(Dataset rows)
========

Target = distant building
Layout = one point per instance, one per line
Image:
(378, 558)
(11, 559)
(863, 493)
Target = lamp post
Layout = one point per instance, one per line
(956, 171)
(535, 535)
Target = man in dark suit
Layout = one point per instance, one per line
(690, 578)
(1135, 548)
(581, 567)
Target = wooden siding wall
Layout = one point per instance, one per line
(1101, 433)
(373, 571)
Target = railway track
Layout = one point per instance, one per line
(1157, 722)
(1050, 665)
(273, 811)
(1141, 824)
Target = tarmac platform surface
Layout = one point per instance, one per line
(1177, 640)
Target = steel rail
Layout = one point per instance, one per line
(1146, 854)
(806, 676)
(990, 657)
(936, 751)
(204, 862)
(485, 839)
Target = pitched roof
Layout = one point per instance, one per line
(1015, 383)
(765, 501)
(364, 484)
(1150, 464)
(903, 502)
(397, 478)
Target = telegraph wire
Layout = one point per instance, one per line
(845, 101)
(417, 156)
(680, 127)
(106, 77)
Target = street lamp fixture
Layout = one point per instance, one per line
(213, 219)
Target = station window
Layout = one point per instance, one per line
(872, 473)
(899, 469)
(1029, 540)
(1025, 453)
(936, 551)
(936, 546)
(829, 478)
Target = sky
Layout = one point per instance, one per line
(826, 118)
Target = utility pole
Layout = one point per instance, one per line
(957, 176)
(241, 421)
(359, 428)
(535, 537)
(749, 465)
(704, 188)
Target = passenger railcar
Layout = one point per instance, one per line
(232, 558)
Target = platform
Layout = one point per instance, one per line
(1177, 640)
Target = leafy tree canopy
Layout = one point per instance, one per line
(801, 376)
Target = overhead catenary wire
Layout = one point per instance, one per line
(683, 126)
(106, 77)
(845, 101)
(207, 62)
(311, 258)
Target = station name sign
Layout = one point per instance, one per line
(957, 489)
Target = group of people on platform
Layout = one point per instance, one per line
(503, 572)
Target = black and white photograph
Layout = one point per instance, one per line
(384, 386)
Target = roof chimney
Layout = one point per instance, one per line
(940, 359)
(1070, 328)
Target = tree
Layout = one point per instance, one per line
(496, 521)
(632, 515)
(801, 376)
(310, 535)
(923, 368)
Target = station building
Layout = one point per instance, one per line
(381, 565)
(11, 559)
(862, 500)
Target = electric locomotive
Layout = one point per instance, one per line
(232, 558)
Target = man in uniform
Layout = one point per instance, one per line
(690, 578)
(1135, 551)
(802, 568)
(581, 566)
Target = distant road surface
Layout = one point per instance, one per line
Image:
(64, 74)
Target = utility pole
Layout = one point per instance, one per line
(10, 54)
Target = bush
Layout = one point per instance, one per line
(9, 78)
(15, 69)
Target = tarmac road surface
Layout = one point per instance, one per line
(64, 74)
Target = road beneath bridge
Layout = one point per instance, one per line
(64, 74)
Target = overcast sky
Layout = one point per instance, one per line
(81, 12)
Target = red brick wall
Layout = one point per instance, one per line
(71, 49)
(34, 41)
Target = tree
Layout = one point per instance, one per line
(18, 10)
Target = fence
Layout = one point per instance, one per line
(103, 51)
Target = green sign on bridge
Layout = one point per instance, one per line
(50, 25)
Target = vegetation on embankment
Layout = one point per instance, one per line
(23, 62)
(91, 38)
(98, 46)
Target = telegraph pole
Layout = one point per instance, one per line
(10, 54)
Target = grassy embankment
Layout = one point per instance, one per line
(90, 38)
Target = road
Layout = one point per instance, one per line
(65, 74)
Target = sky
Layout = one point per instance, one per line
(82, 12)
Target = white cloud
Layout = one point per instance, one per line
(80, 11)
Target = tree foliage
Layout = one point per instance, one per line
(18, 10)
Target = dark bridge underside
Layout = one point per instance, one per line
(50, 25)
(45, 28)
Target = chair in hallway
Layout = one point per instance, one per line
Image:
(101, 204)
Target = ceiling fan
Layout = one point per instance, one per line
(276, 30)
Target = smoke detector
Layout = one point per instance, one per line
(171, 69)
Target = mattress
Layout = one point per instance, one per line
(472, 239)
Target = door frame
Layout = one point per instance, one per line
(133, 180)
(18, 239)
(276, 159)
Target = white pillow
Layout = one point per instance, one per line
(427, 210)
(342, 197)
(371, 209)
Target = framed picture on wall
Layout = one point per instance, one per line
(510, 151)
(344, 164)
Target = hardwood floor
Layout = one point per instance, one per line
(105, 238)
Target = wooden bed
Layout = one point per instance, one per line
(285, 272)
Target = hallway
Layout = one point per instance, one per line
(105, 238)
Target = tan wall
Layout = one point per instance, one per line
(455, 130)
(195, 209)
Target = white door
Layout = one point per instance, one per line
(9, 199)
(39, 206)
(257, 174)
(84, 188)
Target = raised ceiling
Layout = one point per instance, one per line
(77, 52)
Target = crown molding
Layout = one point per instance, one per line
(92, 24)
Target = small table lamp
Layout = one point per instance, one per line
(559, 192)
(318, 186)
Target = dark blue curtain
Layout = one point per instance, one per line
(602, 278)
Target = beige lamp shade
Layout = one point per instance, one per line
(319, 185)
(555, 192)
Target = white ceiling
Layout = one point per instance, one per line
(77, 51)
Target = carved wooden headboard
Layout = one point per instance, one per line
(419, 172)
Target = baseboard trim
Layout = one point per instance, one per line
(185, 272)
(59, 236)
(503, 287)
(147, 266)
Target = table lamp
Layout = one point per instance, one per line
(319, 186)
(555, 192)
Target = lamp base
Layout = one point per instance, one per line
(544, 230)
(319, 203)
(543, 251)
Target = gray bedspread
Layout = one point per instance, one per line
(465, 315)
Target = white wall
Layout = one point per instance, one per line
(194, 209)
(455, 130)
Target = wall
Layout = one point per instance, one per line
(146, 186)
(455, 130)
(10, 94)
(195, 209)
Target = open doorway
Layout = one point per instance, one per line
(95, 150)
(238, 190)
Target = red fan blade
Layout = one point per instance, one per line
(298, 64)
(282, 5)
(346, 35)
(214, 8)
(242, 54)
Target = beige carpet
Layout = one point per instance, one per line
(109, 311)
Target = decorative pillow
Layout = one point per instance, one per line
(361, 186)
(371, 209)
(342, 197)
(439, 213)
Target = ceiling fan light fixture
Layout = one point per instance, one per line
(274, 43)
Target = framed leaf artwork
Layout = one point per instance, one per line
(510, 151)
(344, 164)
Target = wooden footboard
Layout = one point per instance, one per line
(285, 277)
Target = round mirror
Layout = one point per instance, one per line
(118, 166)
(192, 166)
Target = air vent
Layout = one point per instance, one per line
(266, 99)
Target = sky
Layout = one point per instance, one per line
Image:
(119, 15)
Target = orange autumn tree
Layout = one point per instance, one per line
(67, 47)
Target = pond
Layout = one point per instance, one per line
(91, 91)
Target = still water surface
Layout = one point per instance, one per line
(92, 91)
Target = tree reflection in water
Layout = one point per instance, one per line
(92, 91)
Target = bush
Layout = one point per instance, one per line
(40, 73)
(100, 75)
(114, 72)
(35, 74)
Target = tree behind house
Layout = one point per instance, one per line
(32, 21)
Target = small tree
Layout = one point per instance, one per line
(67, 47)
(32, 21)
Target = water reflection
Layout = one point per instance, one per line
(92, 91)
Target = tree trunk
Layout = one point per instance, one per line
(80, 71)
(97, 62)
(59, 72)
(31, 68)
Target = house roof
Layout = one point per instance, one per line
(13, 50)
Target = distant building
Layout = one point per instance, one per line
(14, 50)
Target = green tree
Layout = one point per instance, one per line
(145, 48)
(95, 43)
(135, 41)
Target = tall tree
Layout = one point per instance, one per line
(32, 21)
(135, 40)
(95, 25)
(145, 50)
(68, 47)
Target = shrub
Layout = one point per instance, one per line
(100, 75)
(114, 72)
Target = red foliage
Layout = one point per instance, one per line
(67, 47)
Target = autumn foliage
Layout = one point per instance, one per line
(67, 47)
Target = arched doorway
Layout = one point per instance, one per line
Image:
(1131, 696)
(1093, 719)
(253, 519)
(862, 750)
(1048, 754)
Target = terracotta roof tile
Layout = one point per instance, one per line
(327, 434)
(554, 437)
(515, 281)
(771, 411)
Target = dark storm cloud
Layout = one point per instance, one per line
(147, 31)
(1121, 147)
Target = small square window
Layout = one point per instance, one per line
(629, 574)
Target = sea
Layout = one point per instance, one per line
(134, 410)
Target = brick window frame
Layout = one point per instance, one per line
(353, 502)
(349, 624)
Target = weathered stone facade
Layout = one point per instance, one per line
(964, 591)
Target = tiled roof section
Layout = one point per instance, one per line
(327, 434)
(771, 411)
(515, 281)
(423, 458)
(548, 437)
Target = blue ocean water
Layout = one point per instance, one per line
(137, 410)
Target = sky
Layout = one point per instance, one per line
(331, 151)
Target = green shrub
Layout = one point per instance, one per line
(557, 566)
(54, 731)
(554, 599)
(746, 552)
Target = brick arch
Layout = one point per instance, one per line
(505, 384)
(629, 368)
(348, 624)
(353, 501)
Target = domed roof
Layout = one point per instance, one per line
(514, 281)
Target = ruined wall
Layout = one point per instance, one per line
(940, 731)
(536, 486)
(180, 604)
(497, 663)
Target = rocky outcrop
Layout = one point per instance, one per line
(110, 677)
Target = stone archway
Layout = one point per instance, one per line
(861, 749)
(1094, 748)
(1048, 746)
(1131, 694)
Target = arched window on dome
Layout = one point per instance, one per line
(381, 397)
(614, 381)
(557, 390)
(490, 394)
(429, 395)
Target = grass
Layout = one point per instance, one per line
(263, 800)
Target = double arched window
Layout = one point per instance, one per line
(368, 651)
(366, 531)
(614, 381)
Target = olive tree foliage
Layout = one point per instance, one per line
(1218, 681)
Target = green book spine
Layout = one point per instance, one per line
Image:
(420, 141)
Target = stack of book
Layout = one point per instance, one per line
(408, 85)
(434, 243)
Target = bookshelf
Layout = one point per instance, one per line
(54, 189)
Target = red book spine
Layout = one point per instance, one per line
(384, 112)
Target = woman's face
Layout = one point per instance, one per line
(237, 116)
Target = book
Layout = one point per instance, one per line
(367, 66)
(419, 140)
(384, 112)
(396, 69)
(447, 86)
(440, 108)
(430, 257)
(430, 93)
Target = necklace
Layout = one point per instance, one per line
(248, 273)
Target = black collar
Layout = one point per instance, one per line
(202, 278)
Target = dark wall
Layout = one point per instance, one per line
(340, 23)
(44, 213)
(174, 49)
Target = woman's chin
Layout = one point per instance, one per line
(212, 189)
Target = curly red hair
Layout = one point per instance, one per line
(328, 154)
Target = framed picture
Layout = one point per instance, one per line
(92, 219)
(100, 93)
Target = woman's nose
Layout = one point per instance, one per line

========

Short exercise: Beginning at the line that contains "Target = brick arch", retype each line of the listing up to and including the last one, exactly as it stands, and nothing else.

Task solution:
Target = brick arch
Layout = one point per instance, one per line
(505, 384)
(629, 368)
(348, 624)
(353, 501)
Target = domed roof
Layout = one point per instance, one per line
(514, 281)
Target = ruined wall
Layout = one point per instance, one per line
(940, 731)
(536, 486)
(180, 604)
(497, 663)
Target = rocky outcrop
Layout = one point per instance, one per line
(110, 677)
Target = stone archway
Layout = one point per instance, one per line
(861, 749)
(1094, 748)
(1048, 746)
(1131, 694)
Target = arched window on dome
Layout = one point per instance, one per line
(381, 397)
(614, 381)
(557, 390)
(490, 394)
(429, 395)
Target = grass
Layout = one point per instance, one per line
(263, 800)
Target = double arched window
Layout = one point per instance, one per line
(368, 651)
(366, 531)
(614, 381)
Target = olive tree foliage
Layout = one point per instance, one per line
(1218, 681)
Target = green book spine
Layout = one point per instance, one per line
Image:
(420, 141)
Target = stack of book
Layout = one point per instance, one per line
(408, 85)
(434, 243)
Target = bookshelf
Layout = one point per instance, one per line
(54, 189)
Target = red book spine
Layout = one point per instance, one per line
(384, 112)
Target = woman's face
Layout = one point per instance, one per line
(237, 116)
Target = book
Layout = one point per instance, one per line
(367, 66)
(419, 140)
(384, 112)
(396, 69)
(447, 86)
(440, 108)
(430, 257)
(430, 93)
Target = necklace
Layout = one point per instance, one per line
(248, 273)
Target = black collar
Layout = one point per instance, one per line
(202, 278)
Target = dark wall
Layout = one point per instance, one per line
(340, 23)
(44, 213)
(174, 49)
Target = woman's chin
Layout = one point per instance, one per line
(212, 189)
Target = curly red hair
Layout = one point per instance, one per line
(328, 154)
Target = framed picture
Layout = one point per instance, one per line
(92, 219)
(100, 93)
Target = woman's nose
Layout = one point per instance, one per line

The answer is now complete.